CONSIGNE
Indiquez, d'après le passage extrait, à quelle date le Tribunal de première instance de l'Union européenne a rendu l'arrêt annulant la décision qui inscrivait le PKK sur la liste des organisations terroristes.

PASSAGE EXTRAIT
========================================================================

5. Considérant, en troisième lieu, qu'aux termes de l'article 1er, paragraphe F, de la convention de Genève relative au statut des réfugiés : " Les dispositions de cette convention ne seront pas applicables aux personnes dont on aura des raisons sérieuses de penser : (...) c) qu'elles se sont rendues coupables d'agissements contraires aux buts et principes des Nations Unies (...) ; " ; qu'aux termes de l'article L. 712-2 du code de l'entrée et du séjour des étrangers et du droit d'asile : " La protection subsidiaire n'est pas accordée à une personne s'il existe des raisons sérieuses de penser : (...) b) qu'elles ont commis un crime grave de droit commun en dehors du pays d'accueil avant d'y être admises comme réfugiées ; / c) qu'elle s'est rendue coupable d'agissements contraires aux buts et principes des Nations Unies (...) " ;

6. Considérant que, pour annuler la décision du 15 février 2010 de la Cour nationale du droit d'asile rejetant un précédent recours de M.B..., le Conseil d'Etat, statuant au contentieux, a, dans sa décision du 7 mai 2012, jugé que la cour avait insuffisamment motivé sa décision en estimant que l'intéressé entrait dans le champ des stipulations précitées de l'article 1er, paragraphe F, de la convention de Genève, sans préciser la nature des crimes qu'il aurait commis ou contribué à commettre, alors même qu'il n'avait pas un rôle dirigeant au sein du PKK ; que, par suite, la cour pouvait, sans méconnaître la chose jugée par la décision du 7 mai 2012, estimer que M. B...avait exercé des " responsabilités intermédiaires " au sein de la branche armée du PKK entre 2002 et février 2006 à Semdinli ;

7. Considérant, en dernier lieu, que si la décision attaquée indique à tort que le PKK n'a jamais été retiré de la liste des organisations terroristes fixées par l'Union européenne alors que, par un arrêt du Tribunal de première instance de l'Union européenne en date du 3 avril 2008, la décision du Conseil de l'Union européenne inscrivant le PKK sur cette liste avait fait l'objet d'une annulation, avant que cette organisation soit à nouveau inscrite sur cette liste par une nouvelle décision du Conseil de l'Union européenne, cette inexactitude n'a eu, par elle-même, aucune incidence sur l'appréciation par la cour, à la date à laquelle elle a statué, du caractère terroriste du PKK ;

8. Considérant qu'il résulte de tout ce qui précède que M. B...n'est pas fondé à demander l'annulation de la décision qu'il attaque ;

9. Considérant que les dispositions de l'article L. 761-1 du code de justice administrative font obstacle à ce qu'une somme soit mise à la charge de l'OFPRA, qui n'est pas, dans la présente instance, la partie perdante ;

D E C I D E :

--------------

Article 1er : Le pourvoi de M. B...est rejeté.

========================================================================

CONTENU DES DONNÉES
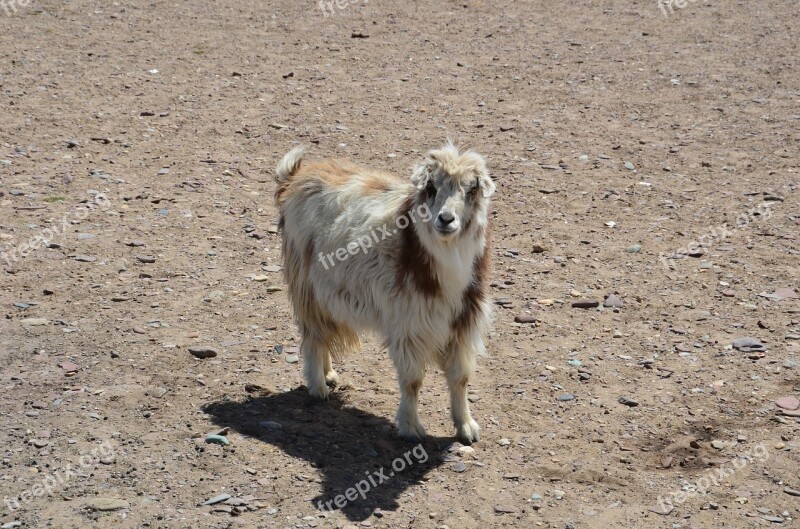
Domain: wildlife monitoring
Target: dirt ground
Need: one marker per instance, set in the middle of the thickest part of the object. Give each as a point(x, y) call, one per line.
point(645, 152)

========================================================================

RÉPONSE ATTENDUE
Le 3 avril 2008.